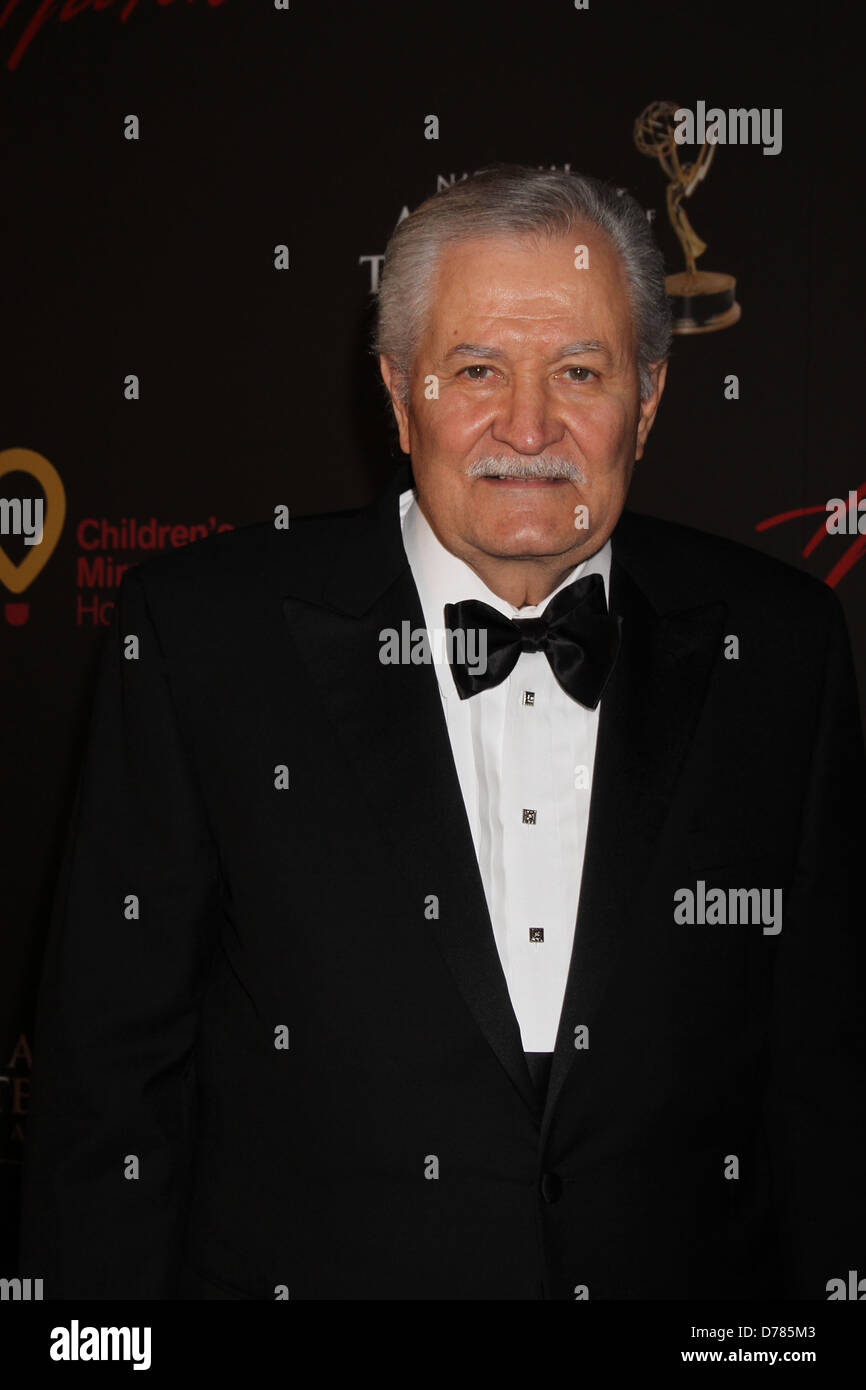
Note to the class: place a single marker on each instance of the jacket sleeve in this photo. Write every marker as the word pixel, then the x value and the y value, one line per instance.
pixel 134 922
pixel 816 1100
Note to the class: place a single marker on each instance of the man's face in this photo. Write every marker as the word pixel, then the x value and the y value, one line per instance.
pixel 526 359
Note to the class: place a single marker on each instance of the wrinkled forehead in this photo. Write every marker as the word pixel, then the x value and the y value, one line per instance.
pixel 530 291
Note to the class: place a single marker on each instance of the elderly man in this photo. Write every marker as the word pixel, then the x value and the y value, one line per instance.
pixel 524 963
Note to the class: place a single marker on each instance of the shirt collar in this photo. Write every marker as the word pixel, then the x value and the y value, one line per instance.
pixel 442 577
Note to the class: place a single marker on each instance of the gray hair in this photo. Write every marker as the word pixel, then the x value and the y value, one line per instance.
pixel 513 199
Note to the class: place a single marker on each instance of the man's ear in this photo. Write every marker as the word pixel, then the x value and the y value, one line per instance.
pixel 651 405
pixel 401 409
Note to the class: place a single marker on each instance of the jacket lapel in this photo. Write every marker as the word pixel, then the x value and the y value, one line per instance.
pixel 647 723
pixel 392 730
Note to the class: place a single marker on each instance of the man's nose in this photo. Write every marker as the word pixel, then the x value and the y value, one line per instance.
pixel 527 419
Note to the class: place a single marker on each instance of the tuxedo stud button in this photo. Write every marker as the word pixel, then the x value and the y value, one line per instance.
pixel 551 1187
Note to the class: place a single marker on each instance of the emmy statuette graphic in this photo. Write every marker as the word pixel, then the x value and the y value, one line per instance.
pixel 701 300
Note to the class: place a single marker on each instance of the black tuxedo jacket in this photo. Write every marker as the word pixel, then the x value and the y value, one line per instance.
pixel 274 1050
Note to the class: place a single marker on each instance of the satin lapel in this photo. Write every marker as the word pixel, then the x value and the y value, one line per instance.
pixel 391 726
pixel 647 722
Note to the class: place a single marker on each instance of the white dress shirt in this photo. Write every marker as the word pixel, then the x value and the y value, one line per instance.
pixel 524 754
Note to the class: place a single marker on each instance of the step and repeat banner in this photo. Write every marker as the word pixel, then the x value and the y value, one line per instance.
pixel 196 199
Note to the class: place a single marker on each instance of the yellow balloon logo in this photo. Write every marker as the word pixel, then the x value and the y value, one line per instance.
pixel 18 577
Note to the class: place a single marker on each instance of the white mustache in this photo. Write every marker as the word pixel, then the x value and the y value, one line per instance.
pixel 541 466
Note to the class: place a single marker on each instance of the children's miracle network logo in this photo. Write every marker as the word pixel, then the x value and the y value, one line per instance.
pixel 36 520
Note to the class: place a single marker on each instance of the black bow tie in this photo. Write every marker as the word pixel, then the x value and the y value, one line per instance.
pixel 576 633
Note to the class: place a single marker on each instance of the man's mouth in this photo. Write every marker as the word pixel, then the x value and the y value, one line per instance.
pixel 523 483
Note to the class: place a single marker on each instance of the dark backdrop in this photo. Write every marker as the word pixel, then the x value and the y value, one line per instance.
pixel 305 127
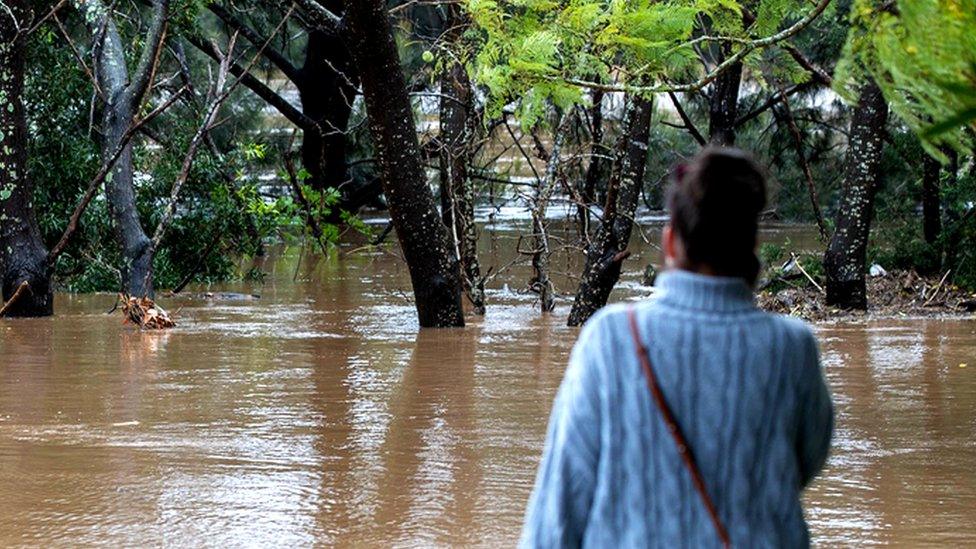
────────────────────────────────────────
Problem details:
Duplicate the lines from the line with "the black bow" to the line with "pixel 576 633", both included.

Finished answer:
Note to the class: place a single marker on each instance of the black bow tie in this photo. Write every marker as the word pixel, then the x value and the y value, one line per instance.
pixel 576 633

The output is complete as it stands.